(Testo fornito)
Pubblicità sessista e discriminatoria: un piccolo stop e tante domande

foto da www.adnkronos.com

I
n Senato si torna a parlare di identità di genere e sessismo dopo l’affossamento della Legge Zan. A scatenare altre polemiche questa volta è una norma nel dl Infrastrutture, che propone "il divieto di pubblicità che proponga messaggi sessisti o violenti o stereotipi di genere offensivi o messaggi lesivi del rispetto delle libertà individuali, dei diritti civili e politici, del credo religioso, dell'appartenenza etnica oppure discriminatori con riferimento all'orientamento sessuale, all'identità di genere, alle abilità fisiche e psichiche". Il riferimento è a quelle pubblicità che ancora si vedono lungo le strade e sui mezzi pubblici. 

Sono stati 190 i voti favorevoli, 34 i contrari. È stata definita una norma “ideologica e volta a limitare la libertà di espressione”: queste le parole del senatore Lucio Malan di Fratelli d’Italia, che con il suo partito ha votato “no” al testo, esteso non solo all’identità di genere, ma anche ai messaggi che discriminano donne, persone con disabilità, comunità lgbt+ o persone straniere. C’è chi ci vede una riproposizione di quella Legge Zan bocciata tra gli applausi  e chi, invece, lo sente un traguardo importante. 

I perchè difficili da accettare 

Certo, viene da chiedersi il perché di quei 34 contrari, andando oltre le dichiarazioni rilasciate, che forse oggi, dopo la questione del ddlZan sanno un po’ di questione di principio, pugno duro, muro contro muro. La stessa domanda, perchè, nasce per quello che oggi è un grande limite di questo testo: non è esteso alle pubblicità che circolano sulle reti televisive e nel digitale, che, soprattutto tra le nuove generazioni, sono luoghi ben più frequentati e facili da raggiungere.

Voci di dati estratti:
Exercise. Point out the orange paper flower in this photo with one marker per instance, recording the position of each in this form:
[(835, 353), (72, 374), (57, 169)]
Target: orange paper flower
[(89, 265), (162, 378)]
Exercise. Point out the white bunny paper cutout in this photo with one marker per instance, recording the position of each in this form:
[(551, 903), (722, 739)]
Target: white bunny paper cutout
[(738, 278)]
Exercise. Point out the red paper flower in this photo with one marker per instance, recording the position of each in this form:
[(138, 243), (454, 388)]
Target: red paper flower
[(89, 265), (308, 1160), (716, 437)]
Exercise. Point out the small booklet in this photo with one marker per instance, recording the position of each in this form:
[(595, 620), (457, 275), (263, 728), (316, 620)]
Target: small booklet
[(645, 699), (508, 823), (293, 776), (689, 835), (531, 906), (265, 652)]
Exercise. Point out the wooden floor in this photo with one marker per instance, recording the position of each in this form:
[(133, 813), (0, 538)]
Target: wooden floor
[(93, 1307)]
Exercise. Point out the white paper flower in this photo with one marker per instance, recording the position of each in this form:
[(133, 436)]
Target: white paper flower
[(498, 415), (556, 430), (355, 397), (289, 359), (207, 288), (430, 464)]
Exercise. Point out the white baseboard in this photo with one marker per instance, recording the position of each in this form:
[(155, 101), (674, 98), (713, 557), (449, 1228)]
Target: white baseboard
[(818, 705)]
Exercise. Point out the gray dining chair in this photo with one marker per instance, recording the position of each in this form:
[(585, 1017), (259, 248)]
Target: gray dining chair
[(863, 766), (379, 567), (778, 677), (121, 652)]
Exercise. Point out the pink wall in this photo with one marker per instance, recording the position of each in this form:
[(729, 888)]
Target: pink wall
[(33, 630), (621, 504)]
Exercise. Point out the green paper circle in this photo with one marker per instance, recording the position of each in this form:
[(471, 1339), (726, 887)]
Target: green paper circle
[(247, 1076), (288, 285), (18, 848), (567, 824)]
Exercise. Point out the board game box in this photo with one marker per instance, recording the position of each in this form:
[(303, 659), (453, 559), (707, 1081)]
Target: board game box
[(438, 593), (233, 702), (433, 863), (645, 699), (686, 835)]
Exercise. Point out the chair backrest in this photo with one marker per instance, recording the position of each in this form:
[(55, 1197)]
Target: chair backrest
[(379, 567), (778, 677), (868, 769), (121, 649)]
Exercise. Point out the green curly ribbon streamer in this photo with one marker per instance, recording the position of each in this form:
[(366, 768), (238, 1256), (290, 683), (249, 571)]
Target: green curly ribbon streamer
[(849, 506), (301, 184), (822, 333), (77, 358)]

(Consegna 1)
Rispondi a queste domande sull'articolo sulla pubblicità sessista:
(a) Quanti voti favorevoli ha ottenuto la norma?
(b) Quale senatore l'ha definita "ideologica e volta a limitare la libertà di espressione"?
(c) A quali pubblicità la norma non si estende?
(Consegna 2)
Riassumi in due frasi l'articolo sulla pubblicità sessista.
(Consegna 3)
Scrivi, per favore, il seguito dell'articolo sulla pubblicità sessista a partire dalla sua ultima frase.
Le righe non hanno alcun ruolo in questo esercizio.

(Svolgimento 1)
(a) 190 voti favorevoli.
(b) Lucio Malan, senatore di Fratelli d'Italia.
(c) Alle pubblicità che circolano sulle reti televisive e nel digitale.

(Svolgimento 2)
In Senato una norma del dl Infrastrutture propone il divieto di pubblicità con messaggi sessisti, violenti o discriminatori, come quelle che si vedono lungo le strade e sui mezzi pubblici, ed è stata votata con 190 voti favorevoli e 34 contrari. Fratelli d'Italia ha votato contro e il senatore Lucio Malan l'ha definita ideologica, mentre l'articolo indica come grande limite il fatto che la norma non si estenda alle pubblicità televisive e digitali.

(Svolgimento 3)
Da sempre, il sessismo, la violenza, lo stereotipo  sono stati usati per “fare audience”, creare consensi, ottenere approvazione, seguito e magari anche guadagno. L’errore è pensare che si possa andare avanti su questa strada e non si debba – nonostante si possa – cambiare questa narrazione. Certo, il messaggio costruttivo è più complesso da elaborare ed è anche quello che suscita meno approvazione. Questo, in sé, è già il campanello d’allarme che fa capire quanto sia forte l’urgenza di cambiare passo. Inutile dire che fare ancora affidamento su foto di corpi seminudi o messaggi come “te la diamo gratis, la patata acquistando due polli” per fare pubblicità al girarrosto è vergognoso, anacronistico e diseducativo, ma è anche indice di poca professionalità e scarsa, se non nulla, attenzione agli sviluppi della società in cui viviamo.

la comunicazione in Italia

Restando in Italia, come si può regolamentare la pubblicità? C'è lo IAP, Istituto dell’Autodisciplina Pubblicitaria, che ha lo scopo di diffondere «una comunicazione commerciale responsabile, a vantaggio di tutti: delle aziende che richiedono il rispetto delle regole della concorrenza; dei cittadini-consumatori che rifiutano messaggi ingannevoli o offensivi; dei mezzi i quali auspicano che i contenuti editoriali non vengano inquinati da messaggi non graditi al pubblico».

Lo IAP opera attraverso il Codice di Autodisciplina, che interessa agenzie, concessionarie di pubblicità e più in generale aziende che investono in comunicazione, consulenti, mezzi di diffusione. Non sono le aziende che possono segnalare contenuti indesiderati e inappropriati, ma anche la cittadinanza. Che cosa può fare? Ritirare le campagne e in generale i contenuti ritenuti offensivi, ma il limite che si incontra è, ancora, la discrezionalità di ciò che è da ritenere offensivo, per l’assenza di norme codificate e condivise. Infatti, talvolta, la natura sessista e/o discriminatoria dei contenuti segnalati alle autorità competenti non viene riconosciuta nemmeno dalle stesse, perché manca una regolamentazione. Questo è ciò che ha messo in luce la Fondazione Brodolini nel 2013, ma oggi cosa è cambiato?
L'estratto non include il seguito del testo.